## Sayfa Metni
▶
Daha çok birliktelik sağlanmalı

 

Farkında mısınız, küreselleştikçe dünyayı yok ediyoruz. Kuraklık almış başını gidiyor. Mayısta temmuz sıcağını yaşıyoruz. Dünyamız geri gittikçe ısınıyor. Dünya ısındıkça insanlık-emek değerleri unutuluyor. Aklın ve bilimin egemenliğini, aydınlanmayı, emeği, üreteni, demokrasi ve insan haklarını, çevre haklarını ve sair insanı sömürüsüz ve eşit yaşanılır bir geleceğe taşıyacak tüm hakları savunalım derken, sıkıştırılmış ve kıştırılmış bir biçimde tek bir yöne bakışımız sağlanmaya çalışılmaktadır.

 

Laiklik, Demokrasi, Cumhuriyet savunucuları alanlarda gericiliğe karşı dur dediler.

 

Ülkenin sahipsiz  olmadığını, dayatılan ılımlı islamı kabul etmediklerini açıkça belirttiler.

 

Milyonları bir arada toplayan bu eylemlerin temelde siyasal islama karşı bir duruşu sergilediği açıktır. Ancak temelinde siyasal İslam’a karşı yapılan bu eylem yeterli midir?

 

Bir yanda küreselleşmeyi savunurken, diğer yanda gerici iktidarlara karşı durmak çelişki değil midir?

 

Bilinç düzeyi düşük kitleleri alanlara taşımak tek başına sorunu çözecek midir?

 

Bölücü teröründe yarattığı ortamda, emek-sermaye çelişkisini bir yana bırakarak kitleleri sadece gericiliğe karşı alanlara taşımak ne kadar çözüm sağlayacaktır.
◀
## Veri Bölümü
▶
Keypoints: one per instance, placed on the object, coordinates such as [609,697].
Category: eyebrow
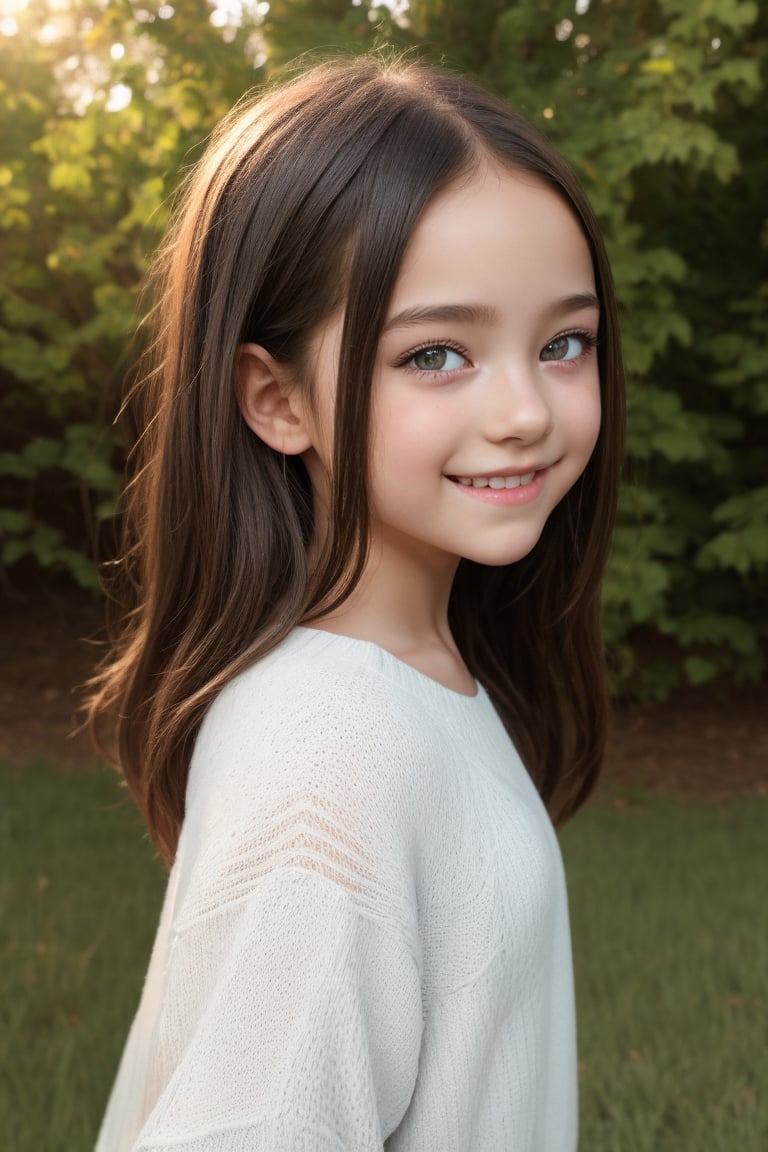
◀
Birliktelik üzerine yazıda "Daha çok birliktelik" ile başlayıp "bakışımız sağlanmaya çalışılmaktadır." ile biten kısmı, "Kuraklık" yerine "Susuzluk" koyarak lütfen yeniden yazın.

## Tamamlanmış Alıştırma
Daha çok birliktelik sağlanmalı

 

Farkında mısınız, küreselleştikçe dünyayı yok ediyoruz. Susuzluk almış başını gidiyor. Mayısta temmuz sıcağını yaşıyoruz. Dünyamız geri gittikçe ısınıyor. Dünya ısındıkça insanlık-emek değerleri unutuluyor. Aklın ve bilimin egemenliğini, aydınlanmayı, emeği, üreteni, demokrasi ve insan haklarını, çevre haklarını ve sair insanı sömürüsüz ve eşit yaşanılır bir geleceğe taşıyacak tüm hakları savunalım derken, sıkıştırılmış ve kıştırılmış bir biçimde tek bir yöne bakışımız sağlanmaya çalışılmaktadır.